* **STORED DATA**
■ ■ ■ ■ ■

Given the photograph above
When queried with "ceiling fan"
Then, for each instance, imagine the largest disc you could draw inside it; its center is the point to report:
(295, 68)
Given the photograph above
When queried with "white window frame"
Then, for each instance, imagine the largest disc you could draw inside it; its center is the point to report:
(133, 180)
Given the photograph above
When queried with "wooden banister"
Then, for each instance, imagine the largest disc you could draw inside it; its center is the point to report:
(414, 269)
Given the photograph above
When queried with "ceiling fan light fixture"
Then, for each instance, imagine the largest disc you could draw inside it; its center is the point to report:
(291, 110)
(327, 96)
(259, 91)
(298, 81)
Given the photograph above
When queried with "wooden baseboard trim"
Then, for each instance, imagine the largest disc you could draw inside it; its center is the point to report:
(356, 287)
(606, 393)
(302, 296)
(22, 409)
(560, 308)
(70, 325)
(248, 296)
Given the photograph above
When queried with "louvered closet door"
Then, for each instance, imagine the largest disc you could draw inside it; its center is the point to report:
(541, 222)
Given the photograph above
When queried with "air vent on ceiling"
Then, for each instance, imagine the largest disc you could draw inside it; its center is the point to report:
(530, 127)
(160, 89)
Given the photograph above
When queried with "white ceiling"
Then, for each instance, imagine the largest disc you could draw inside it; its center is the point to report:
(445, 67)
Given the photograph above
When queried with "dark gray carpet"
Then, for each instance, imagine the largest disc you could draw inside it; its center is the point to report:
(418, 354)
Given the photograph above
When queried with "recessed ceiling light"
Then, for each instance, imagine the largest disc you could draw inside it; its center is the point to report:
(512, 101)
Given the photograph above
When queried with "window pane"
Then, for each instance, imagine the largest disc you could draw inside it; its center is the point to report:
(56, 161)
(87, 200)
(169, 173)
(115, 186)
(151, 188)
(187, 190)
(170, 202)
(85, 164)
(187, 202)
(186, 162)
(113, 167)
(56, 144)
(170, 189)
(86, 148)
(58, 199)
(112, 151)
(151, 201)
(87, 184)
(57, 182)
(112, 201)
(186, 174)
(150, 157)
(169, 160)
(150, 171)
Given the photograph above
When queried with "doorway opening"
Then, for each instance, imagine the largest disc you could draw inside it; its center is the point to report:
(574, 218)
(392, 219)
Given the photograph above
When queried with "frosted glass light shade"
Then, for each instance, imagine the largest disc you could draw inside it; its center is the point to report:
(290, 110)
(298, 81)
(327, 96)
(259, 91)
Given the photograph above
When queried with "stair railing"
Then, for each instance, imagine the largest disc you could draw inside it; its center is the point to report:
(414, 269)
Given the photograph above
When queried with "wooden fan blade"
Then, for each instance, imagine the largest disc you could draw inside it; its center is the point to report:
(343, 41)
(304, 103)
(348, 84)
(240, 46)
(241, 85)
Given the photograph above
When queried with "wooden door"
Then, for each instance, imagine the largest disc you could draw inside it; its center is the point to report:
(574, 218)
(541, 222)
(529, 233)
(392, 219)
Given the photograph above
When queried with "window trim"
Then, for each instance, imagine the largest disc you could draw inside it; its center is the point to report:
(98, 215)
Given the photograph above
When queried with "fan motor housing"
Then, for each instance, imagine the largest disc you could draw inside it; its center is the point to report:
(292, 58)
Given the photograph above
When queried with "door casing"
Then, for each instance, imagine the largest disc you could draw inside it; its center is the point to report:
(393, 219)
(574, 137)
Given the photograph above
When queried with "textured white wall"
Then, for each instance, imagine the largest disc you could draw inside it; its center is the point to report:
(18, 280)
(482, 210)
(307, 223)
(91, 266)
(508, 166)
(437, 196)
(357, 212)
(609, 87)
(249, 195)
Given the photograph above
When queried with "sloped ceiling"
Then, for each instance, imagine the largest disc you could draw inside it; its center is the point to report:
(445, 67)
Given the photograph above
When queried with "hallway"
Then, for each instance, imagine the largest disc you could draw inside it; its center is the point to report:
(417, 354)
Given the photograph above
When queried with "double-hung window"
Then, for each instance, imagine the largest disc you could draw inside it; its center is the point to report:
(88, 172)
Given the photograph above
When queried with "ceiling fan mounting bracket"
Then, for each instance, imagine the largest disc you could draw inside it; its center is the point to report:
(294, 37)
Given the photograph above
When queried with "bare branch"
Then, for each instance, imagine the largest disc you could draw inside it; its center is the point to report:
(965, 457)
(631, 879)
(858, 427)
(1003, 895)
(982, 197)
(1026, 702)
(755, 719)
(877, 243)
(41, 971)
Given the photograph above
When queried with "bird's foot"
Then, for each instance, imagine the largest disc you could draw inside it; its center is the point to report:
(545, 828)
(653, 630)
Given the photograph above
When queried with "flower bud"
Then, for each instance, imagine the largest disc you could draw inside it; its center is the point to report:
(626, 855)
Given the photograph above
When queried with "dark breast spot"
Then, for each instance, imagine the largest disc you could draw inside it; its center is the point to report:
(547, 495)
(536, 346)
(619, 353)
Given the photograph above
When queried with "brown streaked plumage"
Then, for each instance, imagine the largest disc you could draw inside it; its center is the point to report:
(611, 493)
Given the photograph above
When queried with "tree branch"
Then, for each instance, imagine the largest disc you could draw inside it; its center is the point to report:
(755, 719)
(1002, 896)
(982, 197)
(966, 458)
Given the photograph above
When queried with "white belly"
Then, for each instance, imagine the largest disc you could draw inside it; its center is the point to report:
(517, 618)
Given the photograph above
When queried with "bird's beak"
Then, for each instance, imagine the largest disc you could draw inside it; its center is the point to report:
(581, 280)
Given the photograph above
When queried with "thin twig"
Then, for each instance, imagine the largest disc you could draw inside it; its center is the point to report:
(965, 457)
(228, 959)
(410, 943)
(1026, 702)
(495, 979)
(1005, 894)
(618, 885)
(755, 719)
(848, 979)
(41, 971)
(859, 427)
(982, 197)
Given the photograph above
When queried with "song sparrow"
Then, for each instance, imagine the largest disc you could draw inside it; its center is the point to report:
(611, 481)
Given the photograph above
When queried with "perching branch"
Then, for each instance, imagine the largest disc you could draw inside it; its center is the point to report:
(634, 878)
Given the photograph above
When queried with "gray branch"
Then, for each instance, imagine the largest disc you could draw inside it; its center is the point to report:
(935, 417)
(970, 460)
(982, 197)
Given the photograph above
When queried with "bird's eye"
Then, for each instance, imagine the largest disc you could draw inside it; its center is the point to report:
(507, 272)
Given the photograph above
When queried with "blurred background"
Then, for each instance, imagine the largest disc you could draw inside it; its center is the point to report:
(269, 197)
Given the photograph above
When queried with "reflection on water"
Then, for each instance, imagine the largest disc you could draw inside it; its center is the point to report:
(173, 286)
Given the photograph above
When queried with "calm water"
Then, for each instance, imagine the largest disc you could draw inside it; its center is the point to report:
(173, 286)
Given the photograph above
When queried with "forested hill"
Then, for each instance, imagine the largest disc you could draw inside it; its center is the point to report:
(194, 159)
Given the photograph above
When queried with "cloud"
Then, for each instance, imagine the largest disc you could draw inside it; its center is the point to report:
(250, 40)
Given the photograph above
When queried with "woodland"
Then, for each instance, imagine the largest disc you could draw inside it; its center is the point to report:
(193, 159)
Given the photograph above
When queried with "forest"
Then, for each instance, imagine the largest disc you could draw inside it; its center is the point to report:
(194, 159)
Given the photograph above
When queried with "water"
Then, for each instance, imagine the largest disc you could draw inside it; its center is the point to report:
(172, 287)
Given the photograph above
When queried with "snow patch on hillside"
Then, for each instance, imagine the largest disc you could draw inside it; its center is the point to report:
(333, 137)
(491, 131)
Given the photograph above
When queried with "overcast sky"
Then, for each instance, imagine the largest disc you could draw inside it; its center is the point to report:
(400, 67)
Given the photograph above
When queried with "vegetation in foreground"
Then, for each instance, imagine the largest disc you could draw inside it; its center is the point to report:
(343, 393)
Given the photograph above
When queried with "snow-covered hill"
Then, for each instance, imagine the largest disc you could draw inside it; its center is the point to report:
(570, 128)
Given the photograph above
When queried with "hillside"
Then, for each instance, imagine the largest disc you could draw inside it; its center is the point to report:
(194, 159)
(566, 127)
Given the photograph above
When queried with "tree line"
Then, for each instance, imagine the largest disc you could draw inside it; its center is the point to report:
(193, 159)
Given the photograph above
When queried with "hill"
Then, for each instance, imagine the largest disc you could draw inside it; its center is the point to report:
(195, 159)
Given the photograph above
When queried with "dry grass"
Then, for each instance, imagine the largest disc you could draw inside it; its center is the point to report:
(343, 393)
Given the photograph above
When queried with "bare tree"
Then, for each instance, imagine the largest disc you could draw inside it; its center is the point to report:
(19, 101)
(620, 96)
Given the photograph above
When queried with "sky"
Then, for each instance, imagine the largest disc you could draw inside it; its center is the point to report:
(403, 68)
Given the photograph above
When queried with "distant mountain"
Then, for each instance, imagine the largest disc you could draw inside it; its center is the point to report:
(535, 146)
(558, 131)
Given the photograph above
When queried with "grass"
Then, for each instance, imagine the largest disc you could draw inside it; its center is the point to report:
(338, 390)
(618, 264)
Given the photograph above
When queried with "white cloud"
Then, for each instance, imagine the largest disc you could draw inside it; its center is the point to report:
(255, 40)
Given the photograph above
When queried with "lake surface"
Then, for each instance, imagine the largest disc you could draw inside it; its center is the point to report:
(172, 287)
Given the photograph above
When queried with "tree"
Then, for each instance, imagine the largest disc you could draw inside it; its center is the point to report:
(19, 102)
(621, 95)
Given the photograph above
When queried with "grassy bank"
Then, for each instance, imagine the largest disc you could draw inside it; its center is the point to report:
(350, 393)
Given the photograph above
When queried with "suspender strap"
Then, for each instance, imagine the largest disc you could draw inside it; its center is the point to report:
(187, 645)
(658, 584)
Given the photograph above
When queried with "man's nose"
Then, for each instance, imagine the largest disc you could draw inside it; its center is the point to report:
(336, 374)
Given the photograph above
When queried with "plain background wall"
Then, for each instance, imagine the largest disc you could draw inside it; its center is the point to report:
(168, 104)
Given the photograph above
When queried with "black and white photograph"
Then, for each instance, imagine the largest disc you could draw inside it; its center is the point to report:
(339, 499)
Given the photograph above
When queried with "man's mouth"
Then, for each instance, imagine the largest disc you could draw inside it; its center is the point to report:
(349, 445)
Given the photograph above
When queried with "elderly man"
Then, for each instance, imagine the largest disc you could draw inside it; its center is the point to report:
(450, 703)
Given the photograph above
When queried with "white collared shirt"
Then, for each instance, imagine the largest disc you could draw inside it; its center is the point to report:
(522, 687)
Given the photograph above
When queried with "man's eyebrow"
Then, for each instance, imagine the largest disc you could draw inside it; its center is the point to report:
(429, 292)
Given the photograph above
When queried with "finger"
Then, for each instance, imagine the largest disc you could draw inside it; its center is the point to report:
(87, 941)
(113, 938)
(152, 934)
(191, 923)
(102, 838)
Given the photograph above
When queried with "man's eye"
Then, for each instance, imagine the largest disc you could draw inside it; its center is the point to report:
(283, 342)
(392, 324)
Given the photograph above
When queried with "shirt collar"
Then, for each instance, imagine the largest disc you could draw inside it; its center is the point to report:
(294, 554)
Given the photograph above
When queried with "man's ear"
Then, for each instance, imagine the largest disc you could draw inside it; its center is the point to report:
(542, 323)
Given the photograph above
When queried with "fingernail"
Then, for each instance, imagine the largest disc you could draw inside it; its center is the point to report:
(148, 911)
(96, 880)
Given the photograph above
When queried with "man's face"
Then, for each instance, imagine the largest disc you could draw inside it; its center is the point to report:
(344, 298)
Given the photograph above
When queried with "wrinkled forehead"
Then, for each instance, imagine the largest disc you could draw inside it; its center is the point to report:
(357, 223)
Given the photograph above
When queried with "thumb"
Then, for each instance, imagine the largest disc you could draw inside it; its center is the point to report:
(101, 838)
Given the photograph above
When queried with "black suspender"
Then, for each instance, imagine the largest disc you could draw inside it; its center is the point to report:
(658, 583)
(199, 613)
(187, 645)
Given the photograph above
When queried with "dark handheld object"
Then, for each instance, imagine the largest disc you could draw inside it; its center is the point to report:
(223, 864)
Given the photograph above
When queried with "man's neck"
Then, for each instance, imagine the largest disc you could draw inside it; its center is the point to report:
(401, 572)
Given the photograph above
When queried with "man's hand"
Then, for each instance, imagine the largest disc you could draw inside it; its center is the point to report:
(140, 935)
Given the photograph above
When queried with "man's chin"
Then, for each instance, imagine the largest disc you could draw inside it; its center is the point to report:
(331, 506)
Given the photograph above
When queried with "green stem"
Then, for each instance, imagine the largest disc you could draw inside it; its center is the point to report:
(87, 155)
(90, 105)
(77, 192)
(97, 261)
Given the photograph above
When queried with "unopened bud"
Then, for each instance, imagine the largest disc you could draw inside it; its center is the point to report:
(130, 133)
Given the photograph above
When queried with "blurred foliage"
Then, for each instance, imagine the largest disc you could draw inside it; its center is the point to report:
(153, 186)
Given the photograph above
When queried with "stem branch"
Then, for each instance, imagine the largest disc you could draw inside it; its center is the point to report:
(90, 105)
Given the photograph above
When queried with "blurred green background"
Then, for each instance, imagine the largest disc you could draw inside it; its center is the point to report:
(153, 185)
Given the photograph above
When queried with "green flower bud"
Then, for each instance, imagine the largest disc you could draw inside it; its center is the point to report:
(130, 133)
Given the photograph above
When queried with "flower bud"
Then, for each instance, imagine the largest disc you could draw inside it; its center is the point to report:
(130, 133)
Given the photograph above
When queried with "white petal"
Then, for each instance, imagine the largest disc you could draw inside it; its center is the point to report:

■ ■ ■ ■ ■

* **WORK TO BE COMPLETED**
For every line of the data above that contains "blurred", copy that line.

* **RESPONSE TO THIS TASK**
When queried with "blurred background"
When queried with "blurred foliage"
When queried with "blurred green background"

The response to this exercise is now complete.